## Exercise
From top to bottom, retype the data exactly, passing over any picture.
START Supplied data
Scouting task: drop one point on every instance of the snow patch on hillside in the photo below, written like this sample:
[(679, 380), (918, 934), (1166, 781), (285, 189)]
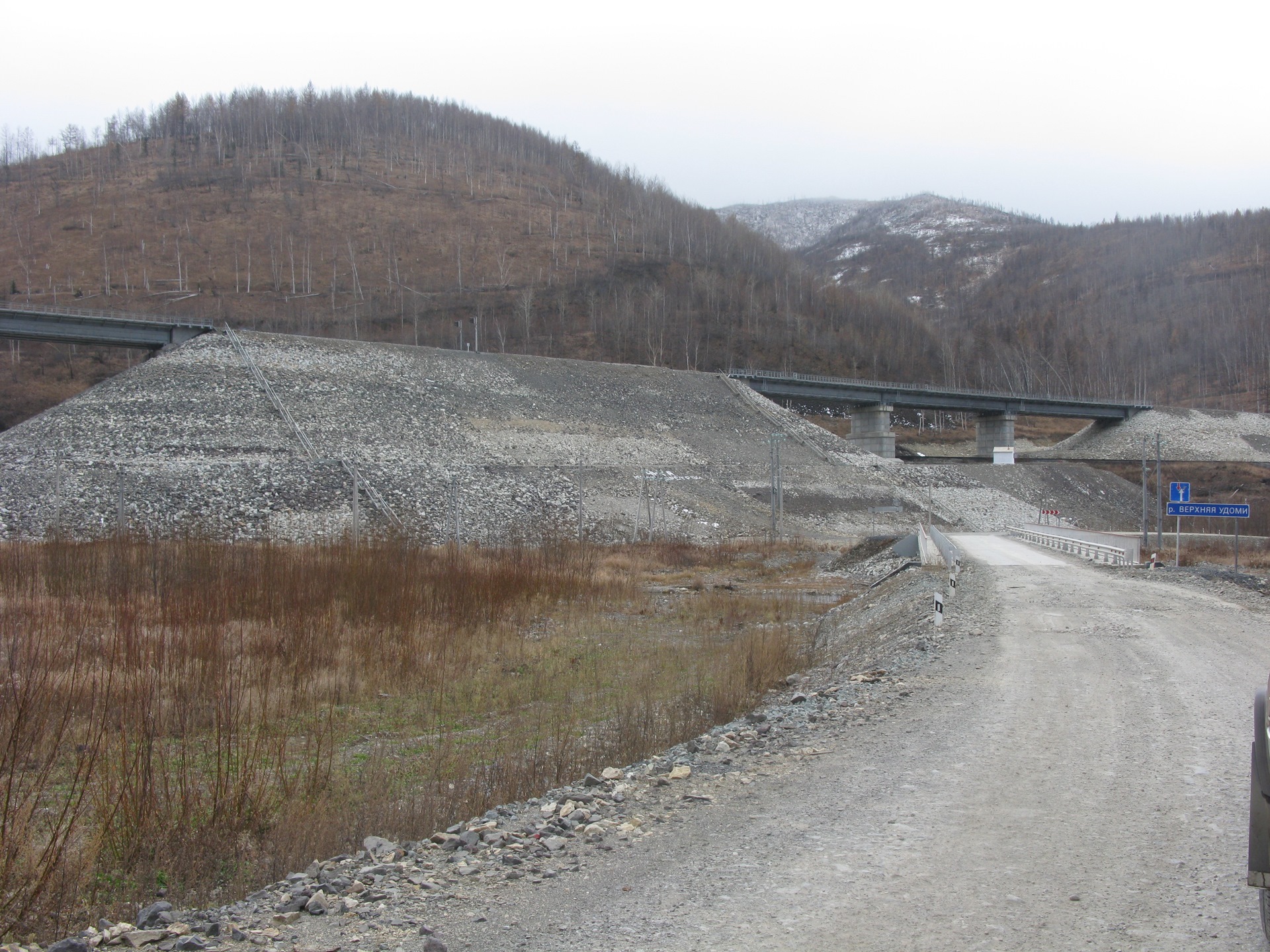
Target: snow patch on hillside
[(798, 223)]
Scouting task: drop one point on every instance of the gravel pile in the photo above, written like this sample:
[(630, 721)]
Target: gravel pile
[(478, 447)]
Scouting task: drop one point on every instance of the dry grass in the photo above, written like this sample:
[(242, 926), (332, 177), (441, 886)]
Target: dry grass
[(1042, 430), (1254, 554), (207, 717)]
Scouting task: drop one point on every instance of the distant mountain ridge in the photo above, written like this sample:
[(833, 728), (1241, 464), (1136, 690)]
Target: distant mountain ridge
[(1169, 309), (810, 222)]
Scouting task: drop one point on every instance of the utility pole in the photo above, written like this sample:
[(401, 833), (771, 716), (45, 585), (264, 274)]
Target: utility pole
[(1146, 537), (1160, 502)]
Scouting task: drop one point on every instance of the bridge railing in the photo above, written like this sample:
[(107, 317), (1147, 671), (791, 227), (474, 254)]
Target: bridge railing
[(922, 387), (59, 311), (1095, 551)]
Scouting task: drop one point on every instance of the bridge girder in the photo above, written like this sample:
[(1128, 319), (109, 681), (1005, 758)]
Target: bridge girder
[(71, 327)]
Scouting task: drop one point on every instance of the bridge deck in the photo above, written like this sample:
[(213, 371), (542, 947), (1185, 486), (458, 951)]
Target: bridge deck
[(69, 325), (812, 389)]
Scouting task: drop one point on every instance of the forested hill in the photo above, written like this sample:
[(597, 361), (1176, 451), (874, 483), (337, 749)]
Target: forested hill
[(392, 218), (1171, 309)]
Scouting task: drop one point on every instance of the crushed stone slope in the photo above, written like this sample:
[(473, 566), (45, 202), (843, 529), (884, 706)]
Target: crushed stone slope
[(1188, 436), (482, 447)]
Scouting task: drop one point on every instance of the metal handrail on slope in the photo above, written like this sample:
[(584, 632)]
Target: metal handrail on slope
[(1095, 551), (802, 438), (310, 451)]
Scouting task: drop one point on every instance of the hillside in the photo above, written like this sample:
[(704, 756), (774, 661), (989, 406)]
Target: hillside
[(389, 218), (1170, 309)]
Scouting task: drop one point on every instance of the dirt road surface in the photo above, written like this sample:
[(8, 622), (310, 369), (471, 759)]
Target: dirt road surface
[(1075, 779)]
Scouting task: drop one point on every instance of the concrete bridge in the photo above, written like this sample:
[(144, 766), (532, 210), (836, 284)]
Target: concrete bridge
[(71, 325), (873, 401)]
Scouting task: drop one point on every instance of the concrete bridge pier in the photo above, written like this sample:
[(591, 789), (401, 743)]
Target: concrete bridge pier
[(994, 430), (870, 429)]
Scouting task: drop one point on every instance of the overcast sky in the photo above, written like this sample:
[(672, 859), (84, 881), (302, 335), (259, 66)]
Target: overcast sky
[(1074, 111)]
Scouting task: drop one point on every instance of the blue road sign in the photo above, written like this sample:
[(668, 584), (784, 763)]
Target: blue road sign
END Supplied data
## Answer below
Scouting task: drop one point on every instance of the snow patch on hillside in the photo below, written like this sample:
[(679, 380), (918, 934), (1166, 781), (285, 189)]
Target: snow patch on hillside
[(798, 223)]
Scouting task: drop one point on every instance of the gravel pile in the photo above, written like this sample:
[(630, 721)]
Target: gravel pile
[(478, 447)]
Scouting task: drop one point on every instance of the dry grass in the photo above, written like this sample:
[(242, 926), (332, 177), (441, 886)]
Target: dry grass
[(1042, 430), (1254, 554), (207, 717)]
Scouting task: drop one point on every instance of the distant mountain ridge in the photo above, written like this sample:
[(833, 728), (1241, 464), (1136, 690)]
Target: distant mountain ridge
[(1169, 309), (810, 222)]
Scouting task: drop one point on every instance of the utility pole in the photo above, written like this sample:
[(401, 833), (771, 716), (45, 585), (264, 274)]
Target: utility pole
[(1146, 537), (1160, 502)]
Scouting task: drop one point on every instance of the bridge railing in the photo above, written like this sample:
[(107, 317), (1147, 671), (791, 227), (474, 254)]
Target: bridge railing
[(922, 387), (59, 311), (1095, 551)]
Scouting task: drop one point on every instance of the bridge girder in the photo above, written like this sample:
[(1128, 319), (109, 681), (1005, 758)]
Target: bridge girder
[(71, 327)]
Scouting task: drop one point on every instance of the bridge deck in the photo above, written like this sample:
[(213, 371), (542, 947), (1185, 486), (458, 951)]
Target: bridge deck
[(69, 325), (812, 389)]
Scouting task: drop one point on every instance of the forested hill in the photo above, written like this sample:
[(597, 361), (1176, 451), (874, 483), (337, 749)]
Target: forested hill
[(392, 218), (1171, 309)]
Scouting task: drop one point on every instance of the crushed stone slope in the photo above, written like this sample:
[(473, 566), (45, 202), (843, 529), (884, 706)]
Target: crushed stone slope
[(1188, 436), (482, 447)]
Scouting task: drop one point on every instance of the metal handrail on slope in the photo above, written like this sample:
[(584, 632)]
Target: metal handrail on slope
[(1095, 551), (802, 438), (310, 451)]
Scouting task: drop one point on every instance of the hillside in the photo above, written like this sample:
[(704, 756), (774, 661), (989, 406)]
Target: hillside
[(389, 218), (1170, 309)]
Scouting task: drop one point on every instance of the dirt road surface in the photo above, written like this sample:
[(8, 622), (310, 369), (471, 759)]
Target: dirt road surface
[(1075, 779)]
Scouting task: drop one point on every instance of the concrete bridge in the photo above, written like this sample:
[(144, 766), (532, 210), (836, 284)]
Target: concrete bridge
[(71, 325), (873, 401)]
Scouting task: drop one point on every instance of the concrete bridge pier in the photo above, written like this sample:
[(591, 789), (401, 743)]
Target: concrete bridge pier
[(994, 430), (870, 429)]
Scouting task: drop one point on every instance of the overcast sky in the photo above, written like this sample:
[(672, 859), (84, 881), (302, 335), (259, 66)]
Target: overcast sky
[(1074, 111)]
Scouting task: drop one point on every instance of the blue road sign in the photo above, written like this sample:
[(668, 584), (784, 763)]
Target: blue road sign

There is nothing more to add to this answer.